**MATERIAL TO PROCESS**
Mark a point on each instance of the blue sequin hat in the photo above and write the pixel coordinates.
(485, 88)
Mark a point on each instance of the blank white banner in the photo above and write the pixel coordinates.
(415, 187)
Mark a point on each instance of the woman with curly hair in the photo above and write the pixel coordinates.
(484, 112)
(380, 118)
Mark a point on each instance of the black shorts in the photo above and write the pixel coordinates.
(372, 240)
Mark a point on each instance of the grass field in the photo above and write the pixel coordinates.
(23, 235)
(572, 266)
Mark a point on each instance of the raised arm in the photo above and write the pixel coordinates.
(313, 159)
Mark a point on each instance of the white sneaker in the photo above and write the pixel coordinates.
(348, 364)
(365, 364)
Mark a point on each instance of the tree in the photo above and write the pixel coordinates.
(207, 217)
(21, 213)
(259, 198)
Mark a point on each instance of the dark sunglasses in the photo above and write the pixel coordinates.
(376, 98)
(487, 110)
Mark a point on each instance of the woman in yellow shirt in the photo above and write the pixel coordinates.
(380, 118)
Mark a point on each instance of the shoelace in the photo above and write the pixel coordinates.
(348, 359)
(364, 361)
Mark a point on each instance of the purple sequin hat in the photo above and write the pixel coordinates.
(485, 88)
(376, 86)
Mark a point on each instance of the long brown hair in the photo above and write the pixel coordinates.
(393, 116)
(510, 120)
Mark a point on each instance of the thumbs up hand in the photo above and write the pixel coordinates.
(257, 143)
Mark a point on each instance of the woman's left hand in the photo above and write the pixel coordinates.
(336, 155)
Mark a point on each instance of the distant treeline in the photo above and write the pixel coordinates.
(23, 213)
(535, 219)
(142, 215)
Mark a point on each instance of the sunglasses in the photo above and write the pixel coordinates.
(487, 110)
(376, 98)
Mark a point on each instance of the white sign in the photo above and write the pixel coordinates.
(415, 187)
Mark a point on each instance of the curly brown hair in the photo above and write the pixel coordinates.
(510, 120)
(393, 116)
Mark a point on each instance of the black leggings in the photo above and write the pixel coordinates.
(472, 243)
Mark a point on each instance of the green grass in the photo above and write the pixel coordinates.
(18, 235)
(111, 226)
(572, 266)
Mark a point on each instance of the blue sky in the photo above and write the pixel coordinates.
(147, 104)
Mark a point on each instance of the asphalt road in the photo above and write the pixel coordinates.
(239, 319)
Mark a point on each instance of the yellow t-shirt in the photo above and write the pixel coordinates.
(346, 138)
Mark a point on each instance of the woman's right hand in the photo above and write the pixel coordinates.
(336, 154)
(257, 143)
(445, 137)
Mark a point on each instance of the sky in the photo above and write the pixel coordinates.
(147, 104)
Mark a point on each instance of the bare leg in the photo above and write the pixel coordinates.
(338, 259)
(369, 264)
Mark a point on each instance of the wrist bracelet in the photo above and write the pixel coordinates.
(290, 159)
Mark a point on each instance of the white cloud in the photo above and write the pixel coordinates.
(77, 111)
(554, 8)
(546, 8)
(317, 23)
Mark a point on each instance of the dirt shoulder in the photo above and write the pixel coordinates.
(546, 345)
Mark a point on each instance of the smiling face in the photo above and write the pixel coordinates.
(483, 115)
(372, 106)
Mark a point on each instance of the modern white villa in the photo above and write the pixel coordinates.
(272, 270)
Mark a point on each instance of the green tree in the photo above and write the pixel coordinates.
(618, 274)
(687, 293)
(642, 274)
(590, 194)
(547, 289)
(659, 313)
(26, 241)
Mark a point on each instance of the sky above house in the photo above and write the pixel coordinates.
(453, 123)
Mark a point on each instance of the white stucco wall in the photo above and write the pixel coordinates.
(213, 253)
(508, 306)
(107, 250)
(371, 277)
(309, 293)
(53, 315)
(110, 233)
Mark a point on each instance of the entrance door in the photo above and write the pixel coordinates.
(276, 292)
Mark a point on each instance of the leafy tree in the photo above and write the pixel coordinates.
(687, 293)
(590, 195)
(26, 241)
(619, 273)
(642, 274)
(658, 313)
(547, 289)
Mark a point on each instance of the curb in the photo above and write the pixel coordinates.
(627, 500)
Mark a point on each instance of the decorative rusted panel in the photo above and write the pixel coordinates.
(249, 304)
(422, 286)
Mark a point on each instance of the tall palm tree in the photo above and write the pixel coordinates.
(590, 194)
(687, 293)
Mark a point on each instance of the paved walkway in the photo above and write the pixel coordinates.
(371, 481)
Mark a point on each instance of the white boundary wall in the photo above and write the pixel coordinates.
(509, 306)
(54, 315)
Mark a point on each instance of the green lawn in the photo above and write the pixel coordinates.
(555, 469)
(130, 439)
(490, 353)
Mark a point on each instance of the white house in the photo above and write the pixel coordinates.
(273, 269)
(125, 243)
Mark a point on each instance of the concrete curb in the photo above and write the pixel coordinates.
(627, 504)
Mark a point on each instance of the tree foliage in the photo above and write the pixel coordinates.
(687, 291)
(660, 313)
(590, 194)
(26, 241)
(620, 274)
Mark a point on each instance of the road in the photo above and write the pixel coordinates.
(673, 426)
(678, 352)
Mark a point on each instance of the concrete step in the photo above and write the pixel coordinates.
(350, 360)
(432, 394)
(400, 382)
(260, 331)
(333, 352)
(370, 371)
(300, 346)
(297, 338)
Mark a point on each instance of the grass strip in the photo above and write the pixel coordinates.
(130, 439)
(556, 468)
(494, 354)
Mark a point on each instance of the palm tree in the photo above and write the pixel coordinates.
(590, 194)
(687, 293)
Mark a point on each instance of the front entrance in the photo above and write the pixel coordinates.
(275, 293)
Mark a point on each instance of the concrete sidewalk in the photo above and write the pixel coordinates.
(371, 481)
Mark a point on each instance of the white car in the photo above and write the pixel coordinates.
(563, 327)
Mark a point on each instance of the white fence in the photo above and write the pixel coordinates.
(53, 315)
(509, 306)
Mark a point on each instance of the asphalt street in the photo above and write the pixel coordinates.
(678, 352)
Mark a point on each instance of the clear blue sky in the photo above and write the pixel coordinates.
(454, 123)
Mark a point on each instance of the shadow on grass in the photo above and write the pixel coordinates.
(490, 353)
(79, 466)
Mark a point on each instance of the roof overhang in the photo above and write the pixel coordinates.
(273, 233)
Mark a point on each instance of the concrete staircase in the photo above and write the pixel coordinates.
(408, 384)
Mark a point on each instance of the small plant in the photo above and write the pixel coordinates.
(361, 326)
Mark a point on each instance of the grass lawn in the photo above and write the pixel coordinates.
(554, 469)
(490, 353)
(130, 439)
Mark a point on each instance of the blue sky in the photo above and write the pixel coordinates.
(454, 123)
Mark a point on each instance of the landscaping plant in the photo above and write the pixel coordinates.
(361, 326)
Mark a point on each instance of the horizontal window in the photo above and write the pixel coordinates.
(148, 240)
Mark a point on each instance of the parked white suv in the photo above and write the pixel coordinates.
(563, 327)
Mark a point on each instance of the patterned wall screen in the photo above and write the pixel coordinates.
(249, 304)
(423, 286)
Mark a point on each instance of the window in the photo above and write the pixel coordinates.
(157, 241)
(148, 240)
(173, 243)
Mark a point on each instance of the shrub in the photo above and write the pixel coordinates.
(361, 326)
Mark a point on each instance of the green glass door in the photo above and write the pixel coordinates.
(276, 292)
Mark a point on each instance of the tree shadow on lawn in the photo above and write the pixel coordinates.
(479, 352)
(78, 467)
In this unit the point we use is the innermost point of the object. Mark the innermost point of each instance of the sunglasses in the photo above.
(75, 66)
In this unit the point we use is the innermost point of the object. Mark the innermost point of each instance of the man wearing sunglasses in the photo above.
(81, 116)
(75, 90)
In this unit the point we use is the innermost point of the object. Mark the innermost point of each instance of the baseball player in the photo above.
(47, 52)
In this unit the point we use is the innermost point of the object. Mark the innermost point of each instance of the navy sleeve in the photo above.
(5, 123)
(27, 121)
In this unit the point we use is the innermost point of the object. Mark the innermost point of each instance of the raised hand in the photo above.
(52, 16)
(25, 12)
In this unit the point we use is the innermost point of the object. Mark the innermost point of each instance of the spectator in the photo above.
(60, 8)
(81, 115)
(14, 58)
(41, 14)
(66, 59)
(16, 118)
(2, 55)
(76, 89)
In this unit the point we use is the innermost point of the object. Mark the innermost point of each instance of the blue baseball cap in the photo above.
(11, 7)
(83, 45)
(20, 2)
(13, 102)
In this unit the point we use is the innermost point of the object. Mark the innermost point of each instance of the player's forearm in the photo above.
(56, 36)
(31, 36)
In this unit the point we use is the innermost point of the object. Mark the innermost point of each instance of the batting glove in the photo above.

**PROBLEM STATEMENT**
Find the line that contains "forearm in the photo above." in the data above. Reproduce it and every later line exactly, through the last one.

**FINISHED EXERCISE**
In this unit the point we use is the innermost point of the object. Mark the innermost point of each instance of the player's forearm in the photo above.
(56, 36)
(31, 36)
In this unit the point we use is the innermost point of the object. Mark the innermost point of each instance of the batting glove in the photo above.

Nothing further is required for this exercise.